ABOUT THIS EXERCISE →
"near" is the word to look for; say how many lines of the listing below contain it, and nothing else.

TASK DATA →
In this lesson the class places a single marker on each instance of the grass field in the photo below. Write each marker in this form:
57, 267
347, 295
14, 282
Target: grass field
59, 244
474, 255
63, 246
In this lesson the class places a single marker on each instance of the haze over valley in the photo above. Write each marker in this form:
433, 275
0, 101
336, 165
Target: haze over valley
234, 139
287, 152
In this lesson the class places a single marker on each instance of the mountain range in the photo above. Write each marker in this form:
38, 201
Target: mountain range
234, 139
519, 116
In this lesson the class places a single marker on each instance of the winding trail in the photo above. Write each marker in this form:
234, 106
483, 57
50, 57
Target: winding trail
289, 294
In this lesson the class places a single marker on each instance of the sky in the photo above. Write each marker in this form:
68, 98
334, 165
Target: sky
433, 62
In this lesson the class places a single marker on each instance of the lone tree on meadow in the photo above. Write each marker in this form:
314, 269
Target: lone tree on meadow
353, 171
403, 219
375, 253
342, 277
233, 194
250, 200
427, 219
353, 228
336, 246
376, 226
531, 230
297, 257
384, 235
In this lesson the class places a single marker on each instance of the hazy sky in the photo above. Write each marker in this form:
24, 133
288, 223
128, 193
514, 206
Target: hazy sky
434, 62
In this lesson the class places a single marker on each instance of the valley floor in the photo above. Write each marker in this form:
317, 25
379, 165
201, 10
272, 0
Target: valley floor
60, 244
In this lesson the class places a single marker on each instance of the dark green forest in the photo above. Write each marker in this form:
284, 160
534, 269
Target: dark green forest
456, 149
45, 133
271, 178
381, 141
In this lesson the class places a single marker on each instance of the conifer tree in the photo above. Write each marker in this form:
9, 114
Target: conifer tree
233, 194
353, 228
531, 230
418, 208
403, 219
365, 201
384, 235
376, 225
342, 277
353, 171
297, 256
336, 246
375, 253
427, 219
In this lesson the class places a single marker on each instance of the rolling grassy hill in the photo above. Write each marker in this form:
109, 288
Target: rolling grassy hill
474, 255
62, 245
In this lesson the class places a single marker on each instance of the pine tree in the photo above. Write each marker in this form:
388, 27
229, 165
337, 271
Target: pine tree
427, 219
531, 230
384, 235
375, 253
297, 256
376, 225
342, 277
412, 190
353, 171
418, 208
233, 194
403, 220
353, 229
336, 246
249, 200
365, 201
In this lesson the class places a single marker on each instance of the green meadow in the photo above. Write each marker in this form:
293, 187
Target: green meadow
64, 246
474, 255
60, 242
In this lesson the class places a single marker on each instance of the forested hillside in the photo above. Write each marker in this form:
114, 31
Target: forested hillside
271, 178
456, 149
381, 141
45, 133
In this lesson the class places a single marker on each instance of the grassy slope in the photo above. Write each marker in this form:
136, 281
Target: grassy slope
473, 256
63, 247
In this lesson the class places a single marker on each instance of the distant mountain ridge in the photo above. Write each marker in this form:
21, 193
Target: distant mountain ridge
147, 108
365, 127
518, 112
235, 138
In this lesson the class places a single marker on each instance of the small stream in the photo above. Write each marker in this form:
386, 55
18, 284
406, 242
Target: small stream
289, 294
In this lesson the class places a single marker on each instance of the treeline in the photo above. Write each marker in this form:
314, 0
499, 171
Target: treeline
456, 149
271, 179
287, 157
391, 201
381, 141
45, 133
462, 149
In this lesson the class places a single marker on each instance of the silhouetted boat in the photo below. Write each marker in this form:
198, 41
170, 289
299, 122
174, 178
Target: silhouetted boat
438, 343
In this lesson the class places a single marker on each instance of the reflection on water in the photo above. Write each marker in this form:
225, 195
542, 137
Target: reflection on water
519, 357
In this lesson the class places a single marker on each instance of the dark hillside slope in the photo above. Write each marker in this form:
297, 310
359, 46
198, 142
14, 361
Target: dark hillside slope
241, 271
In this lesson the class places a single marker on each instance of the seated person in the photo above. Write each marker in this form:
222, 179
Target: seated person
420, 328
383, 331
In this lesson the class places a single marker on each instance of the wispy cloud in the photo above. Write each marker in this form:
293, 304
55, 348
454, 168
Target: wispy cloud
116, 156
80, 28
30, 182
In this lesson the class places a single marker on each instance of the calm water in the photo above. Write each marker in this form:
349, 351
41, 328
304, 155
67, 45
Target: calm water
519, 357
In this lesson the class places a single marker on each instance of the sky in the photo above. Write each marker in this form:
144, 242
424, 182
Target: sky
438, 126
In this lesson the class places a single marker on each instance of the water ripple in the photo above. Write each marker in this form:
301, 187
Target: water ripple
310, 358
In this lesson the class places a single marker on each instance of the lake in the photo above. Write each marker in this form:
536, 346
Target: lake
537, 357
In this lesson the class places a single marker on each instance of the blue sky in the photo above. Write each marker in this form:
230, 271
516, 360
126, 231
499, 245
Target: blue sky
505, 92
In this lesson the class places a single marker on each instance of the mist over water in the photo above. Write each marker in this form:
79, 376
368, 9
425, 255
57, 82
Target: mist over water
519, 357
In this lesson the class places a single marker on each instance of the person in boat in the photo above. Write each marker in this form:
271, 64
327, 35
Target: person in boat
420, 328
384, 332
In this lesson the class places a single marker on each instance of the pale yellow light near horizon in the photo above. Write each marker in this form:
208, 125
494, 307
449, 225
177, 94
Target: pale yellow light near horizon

TASK OUTPUT →
2